The problem:
Leave the images out and repeat the data exactly as given.

━━━━━━━━━━

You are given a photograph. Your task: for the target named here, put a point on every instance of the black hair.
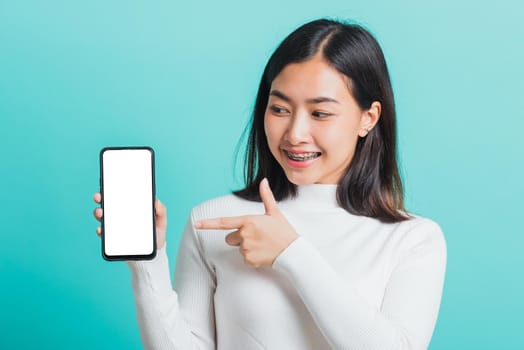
(371, 185)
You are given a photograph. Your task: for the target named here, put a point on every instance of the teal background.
(181, 76)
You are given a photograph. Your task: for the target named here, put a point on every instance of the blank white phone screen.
(128, 202)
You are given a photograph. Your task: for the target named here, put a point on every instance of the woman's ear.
(369, 119)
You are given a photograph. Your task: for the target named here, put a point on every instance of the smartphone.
(127, 186)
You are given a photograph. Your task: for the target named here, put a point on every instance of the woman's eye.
(318, 114)
(278, 110)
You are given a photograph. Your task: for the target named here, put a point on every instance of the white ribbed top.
(348, 282)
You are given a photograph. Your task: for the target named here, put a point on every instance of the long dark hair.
(371, 185)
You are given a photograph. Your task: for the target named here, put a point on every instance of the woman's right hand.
(160, 219)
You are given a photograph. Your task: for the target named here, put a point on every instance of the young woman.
(317, 251)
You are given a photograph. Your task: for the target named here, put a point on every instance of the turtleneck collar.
(317, 196)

━━━━━━━━━━

Answer for the task:
You are given a photograph. Your task: for the target named here, put a point on every instance of the black hair.
(371, 185)
You are given a photograph. Your task: for the target named here, put a point on every instance of the teal background.
(181, 76)
You are given a photograph. Your task: for the target named here, put a point on every instance of the blank white phone screen.
(128, 202)
You are given a photograph. Your task: for the target named here, put a point on every instance of the woman's ear.
(369, 119)
You are given a photograph. Your task: for the target named here, put a point on every instance of the smartphone.
(127, 186)
You are given a photograph. Your task: for the target named here, put a point on every instance of the woman's eye.
(318, 114)
(278, 110)
You are given a photograph. Your task: for the target named here, put a point on every instance of the white ribbed top.
(348, 282)
You are given a photograph. Your task: for the target named here, put a point on every instance of the long dark hair.
(371, 185)
You are given a photograph. Your task: for the target named here, put a point on every instance of the woman's right hand.
(160, 219)
You are given a photograph. Your task: for the target named here, put a point on every instance of the young woman.
(317, 251)
You are given a photograph. Your task: for the target named here, put a point on every instance of the turtleneck collar.
(317, 196)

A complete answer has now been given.